WHAT IS ASKED
Each line below is to be written out in full, exactly as shown.

▼▼▼

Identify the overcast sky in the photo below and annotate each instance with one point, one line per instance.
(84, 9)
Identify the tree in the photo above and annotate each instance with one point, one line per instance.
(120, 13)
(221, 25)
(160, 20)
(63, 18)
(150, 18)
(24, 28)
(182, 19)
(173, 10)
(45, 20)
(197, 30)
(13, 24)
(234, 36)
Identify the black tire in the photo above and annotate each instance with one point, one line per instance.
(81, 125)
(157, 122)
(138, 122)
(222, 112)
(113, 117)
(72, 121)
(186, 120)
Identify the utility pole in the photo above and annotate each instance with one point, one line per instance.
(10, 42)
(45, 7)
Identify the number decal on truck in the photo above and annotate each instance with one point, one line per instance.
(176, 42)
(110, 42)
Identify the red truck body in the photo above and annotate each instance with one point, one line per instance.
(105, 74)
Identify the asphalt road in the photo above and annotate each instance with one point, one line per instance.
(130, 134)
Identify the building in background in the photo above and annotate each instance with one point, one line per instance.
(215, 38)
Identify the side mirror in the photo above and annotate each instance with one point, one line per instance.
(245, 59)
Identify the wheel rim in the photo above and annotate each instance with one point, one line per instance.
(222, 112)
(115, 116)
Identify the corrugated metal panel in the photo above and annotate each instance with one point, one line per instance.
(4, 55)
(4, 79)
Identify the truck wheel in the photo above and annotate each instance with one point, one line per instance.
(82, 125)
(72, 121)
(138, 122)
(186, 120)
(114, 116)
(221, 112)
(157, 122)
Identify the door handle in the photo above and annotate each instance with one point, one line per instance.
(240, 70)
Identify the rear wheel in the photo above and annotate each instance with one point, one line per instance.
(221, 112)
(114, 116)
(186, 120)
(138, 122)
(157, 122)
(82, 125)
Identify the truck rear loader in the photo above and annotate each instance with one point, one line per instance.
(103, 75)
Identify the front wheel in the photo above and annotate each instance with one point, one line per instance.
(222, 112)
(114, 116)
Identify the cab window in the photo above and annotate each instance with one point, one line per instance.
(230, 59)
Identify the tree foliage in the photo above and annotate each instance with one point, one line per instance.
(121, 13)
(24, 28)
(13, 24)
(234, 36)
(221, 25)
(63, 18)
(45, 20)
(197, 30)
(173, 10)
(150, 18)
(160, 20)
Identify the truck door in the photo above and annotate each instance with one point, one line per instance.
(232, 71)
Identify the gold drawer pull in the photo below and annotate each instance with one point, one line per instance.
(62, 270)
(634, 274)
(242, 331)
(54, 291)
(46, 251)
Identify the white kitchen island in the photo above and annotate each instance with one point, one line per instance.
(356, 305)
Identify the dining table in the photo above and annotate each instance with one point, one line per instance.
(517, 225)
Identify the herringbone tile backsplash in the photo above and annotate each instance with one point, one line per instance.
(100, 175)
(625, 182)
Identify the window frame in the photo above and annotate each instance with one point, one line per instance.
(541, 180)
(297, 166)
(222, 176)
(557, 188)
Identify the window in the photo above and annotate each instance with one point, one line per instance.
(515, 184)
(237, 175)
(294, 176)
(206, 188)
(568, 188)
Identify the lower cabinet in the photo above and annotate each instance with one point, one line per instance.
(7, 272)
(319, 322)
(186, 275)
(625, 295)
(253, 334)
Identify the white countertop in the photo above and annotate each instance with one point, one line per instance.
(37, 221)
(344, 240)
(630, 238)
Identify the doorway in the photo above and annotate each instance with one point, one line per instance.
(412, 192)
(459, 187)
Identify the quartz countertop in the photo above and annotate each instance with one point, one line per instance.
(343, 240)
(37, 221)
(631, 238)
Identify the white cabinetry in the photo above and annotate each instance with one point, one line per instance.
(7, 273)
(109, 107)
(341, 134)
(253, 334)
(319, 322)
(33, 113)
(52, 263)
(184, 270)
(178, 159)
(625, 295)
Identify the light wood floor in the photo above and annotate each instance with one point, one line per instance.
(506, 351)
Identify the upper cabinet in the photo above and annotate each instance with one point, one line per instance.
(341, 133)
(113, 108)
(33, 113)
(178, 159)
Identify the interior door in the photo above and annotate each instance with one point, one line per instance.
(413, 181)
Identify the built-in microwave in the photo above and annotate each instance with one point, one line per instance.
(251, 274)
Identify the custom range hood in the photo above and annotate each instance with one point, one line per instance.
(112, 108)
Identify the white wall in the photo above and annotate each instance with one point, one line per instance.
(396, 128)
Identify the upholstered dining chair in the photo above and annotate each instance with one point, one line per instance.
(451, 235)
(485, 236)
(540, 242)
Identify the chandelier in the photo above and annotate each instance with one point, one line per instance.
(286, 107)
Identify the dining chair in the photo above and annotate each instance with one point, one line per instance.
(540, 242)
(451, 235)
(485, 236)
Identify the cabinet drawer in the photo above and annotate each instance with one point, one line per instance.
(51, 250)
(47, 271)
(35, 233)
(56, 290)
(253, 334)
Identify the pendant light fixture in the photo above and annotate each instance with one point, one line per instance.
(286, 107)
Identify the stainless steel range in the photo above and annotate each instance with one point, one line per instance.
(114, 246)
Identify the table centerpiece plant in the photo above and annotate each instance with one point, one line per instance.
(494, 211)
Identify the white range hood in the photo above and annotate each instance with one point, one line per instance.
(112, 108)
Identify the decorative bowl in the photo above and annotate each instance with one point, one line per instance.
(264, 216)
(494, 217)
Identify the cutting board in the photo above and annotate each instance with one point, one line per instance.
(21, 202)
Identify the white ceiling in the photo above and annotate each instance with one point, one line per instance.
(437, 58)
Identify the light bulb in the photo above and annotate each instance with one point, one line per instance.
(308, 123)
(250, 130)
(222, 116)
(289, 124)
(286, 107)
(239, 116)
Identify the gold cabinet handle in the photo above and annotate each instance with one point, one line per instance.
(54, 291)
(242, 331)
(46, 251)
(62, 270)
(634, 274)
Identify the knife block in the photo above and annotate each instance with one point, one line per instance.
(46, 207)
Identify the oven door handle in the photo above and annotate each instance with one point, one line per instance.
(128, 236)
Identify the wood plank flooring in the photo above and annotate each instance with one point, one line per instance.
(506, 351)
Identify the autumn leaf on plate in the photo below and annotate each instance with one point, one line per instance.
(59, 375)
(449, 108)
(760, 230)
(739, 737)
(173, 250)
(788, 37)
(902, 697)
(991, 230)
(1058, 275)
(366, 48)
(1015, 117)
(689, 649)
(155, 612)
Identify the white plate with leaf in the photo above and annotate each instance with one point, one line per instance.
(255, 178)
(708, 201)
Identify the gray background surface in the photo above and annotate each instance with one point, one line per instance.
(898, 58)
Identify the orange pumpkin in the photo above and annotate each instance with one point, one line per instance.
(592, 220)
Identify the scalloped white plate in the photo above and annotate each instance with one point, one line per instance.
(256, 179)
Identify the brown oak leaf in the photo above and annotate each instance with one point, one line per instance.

▲▲▲

COMPLETED TASK
Identify the overcast sky in the photo below and annotate each instance with one point, one line per instance.
(84, 9)
Identify the tree in the photo above and annotate each instance with one point, one line per instance.
(120, 13)
(221, 25)
(160, 20)
(63, 18)
(150, 18)
(24, 28)
(182, 19)
(173, 10)
(45, 20)
(197, 30)
(13, 24)
(234, 36)
Identify the black tire in the photo above and annotate each instance with one point, one line per instance.
(81, 125)
(157, 122)
(138, 122)
(222, 112)
(113, 117)
(72, 121)
(186, 120)
Identify the utility pole in the photo above and annotate each instance with one point, one line per instance.
(10, 42)
(45, 7)
Identify the number decal on truck in the photo above and annotate each instance with one point, one line per instance.
(176, 42)
(110, 42)
Identify the red truck body in the photo above and annotate each instance with one point, one line per instance.
(105, 74)
Identify the asphalt road in the photo above and annotate each instance with one point, one line per instance.
(130, 134)
Identify the building in background in the photo above and annotate each instance with one point, one line per instance.
(215, 38)
Identify the side mirror in the photo above and annotate each instance with one point, one line per instance.
(245, 59)
Identify the wheel rim in the photo above and annotate each instance with one point, one line per instance.
(222, 112)
(115, 116)
Identify the corrugated metal panel in the photo above and annotate each instance with one point, one line per instance.
(4, 55)
(4, 79)
Identify the truck wheel in the photo above and annotate each instance with one point, one line per instance.
(82, 125)
(72, 121)
(138, 122)
(186, 120)
(114, 116)
(221, 112)
(157, 122)
Identify the door handle in the photo above and annotate each instance with one point, one line per instance.
(240, 70)
Identify the rear wheel in the photo above and annotate each instance with one point, one line per instance.
(221, 112)
(114, 116)
(186, 120)
(138, 122)
(157, 122)
(82, 125)
Identify the truck rear loader in the photo above and annotate each instance with one point, one line per instance.
(103, 75)
Identify the front wheel in the photo above and annotate each instance with one point, one line per instance.
(222, 112)
(114, 116)
Identify the cab window in the photo above and annotate each instance with one point, one line per instance.
(230, 59)
Identify the tree foliage in the photo above and annotate each instance with one point, one line per instance.
(121, 13)
(24, 28)
(13, 24)
(234, 36)
(221, 25)
(63, 18)
(45, 20)
(197, 30)
(173, 10)
(150, 18)
(160, 20)
Identify the truck door in the photo above and annotate each instance with one point, one line per instance.
(232, 71)
Identify the gold drawer pull in the photo below and annotate each instance with one point, one line per instance.
(62, 270)
(634, 274)
(242, 331)
(54, 291)
(46, 251)
Identify the white kitchen island in the photo above and annotate each instance with one point, one line per instance.
(356, 305)
Identify the dining table in the photo above and annotate each instance with one point, one line per instance.
(517, 225)
Identify the herringbone tile backsplash in the photo above and annotate each instance with one point, one line per instance.
(100, 175)
(625, 182)
Identify the window frame in the photo above and annotate each instance with one point, one line per instance.
(541, 180)
(297, 166)
(222, 176)
(557, 188)
Identify the window in the photo above and annotate each instance with one point, one line per instance.
(515, 184)
(237, 175)
(294, 176)
(206, 188)
(568, 188)
Identify the lower cabinet in the photo above and annotate each instance with one point, one line per instance.
(7, 272)
(319, 322)
(186, 275)
(625, 295)
(253, 334)
Identify the white countertop in the photo above and annotate each instance with one point, one line per instance.
(37, 221)
(344, 240)
(630, 238)
Identify the doorway in the photo above and annotate each instance with one point, one line per instance.
(412, 192)
(459, 187)
Identify the quartz countertop in the photo above and annotate each instance with one point, one line per instance.
(343, 240)
(37, 221)
(631, 238)
Identify the white cabinetry in the photo above and annotate each instance with one point, one line per instance.
(7, 273)
(109, 107)
(341, 134)
(253, 334)
(319, 322)
(33, 113)
(52, 263)
(184, 270)
(178, 159)
(625, 295)
Identify the light wood floor in the photo above and annotate each instance with one point, one line per instance.
(506, 351)
Identify the upper cabinet in the photo above and annotate each instance with one point, one line per instance.
(341, 133)
(113, 108)
(33, 113)
(178, 159)
Identify the interior door in the photo above and annotate each instance with one point, one line per instance.
(413, 181)
Identify the built-in microwave in the photo above and annotate each instance with one point, one line per instance.
(251, 274)
Identify the custom range hood in the photo above and annotate each instance with one point, one line per instance.
(112, 108)
Identify the white wall in the photo above and annotate each instance with one point, one line per instance.
(396, 128)
Identify the upholstered dining chair in the photo above and annotate each instance with one point, one line per instance.
(451, 235)
(485, 236)
(540, 242)
Identify the chandelier in the photo above and annotate each instance with one point, one line per instance.
(286, 107)
Identify the dining chair in the photo above and annotate each instance with one point, one line per instance.
(540, 242)
(451, 235)
(485, 236)
Identify the cabinet drawer in the photo above and annotate each instance with one point, one line per instance.
(51, 250)
(47, 271)
(35, 233)
(56, 290)
(253, 334)
Identify the pendant light fixture in the photo above and annotate each instance with one point, one line per instance.
(286, 107)
Identify the stainless steel range in the photo above and annotate each instance with one point, one line per instance.
(114, 246)
Identify the table centerpiece plant in the photo above and annotate each instance with one point, one line per instance.
(494, 211)
Identify the white range hood in the photo above and annotate each instance with one point, one line per instance.
(112, 108)
Identify the decorative bowl in the photo above and annotate each instance with one point, one line per instance.
(264, 216)
(494, 217)
Identify the cutting board in the photo above and annotate each instance with one point, one line per instance.
(21, 202)
Identify the white ceiling in the photo above and annotate each instance with one point, one line per instance.
(437, 58)
Identify the light bulb in the photo above and annotate each instance with one point, one line per instance.
(308, 123)
(250, 130)
(222, 116)
(289, 124)
(286, 107)
(239, 116)
Identify the gold cabinet handle in the photo above and annotate each instance with one point, one line per instance.
(54, 291)
(242, 331)
(46, 251)
(62, 270)
(634, 274)
Identify the knife block in the photo above and annotate each instance with one point, one line per instance.
(46, 207)
Identify the oven door handle in the photo above and annotate each instance with one point, one line per instance.
(128, 236)
Identify the wood plank flooring in the photo above and annotate each instance with one point, one line per instance.
(506, 351)
Identify the autumn leaf on plate in the photo below and annotate each instance with one point, one line per instance.
(59, 375)
(449, 108)
(760, 230)
(739, 737)
(173, 250)
(788, 37)
(902, 697)
(991, 230)
(1058, 275)
(366, 48)
(1015, 117)
(689, 649)
(155, 612)
Identify the white plate with leaf in the photo above and annotate each instance with one point, one line per instance.
(255, 178)
(708, 201)
Identify the gray background surface in the photo above and annotate each instance with one point, one line per instance.
(898, 58)
Identify the orange pumpkin in the photo above and annotate each instance with one point, one line per instance.
(592, 220)
Identify the scalloped white plate in the photo above and annotate each instance with one point, one line per instance.
(256, 179)
Identify the brown oak leaf in the photo above and annotate each instance with one point, one line per instance.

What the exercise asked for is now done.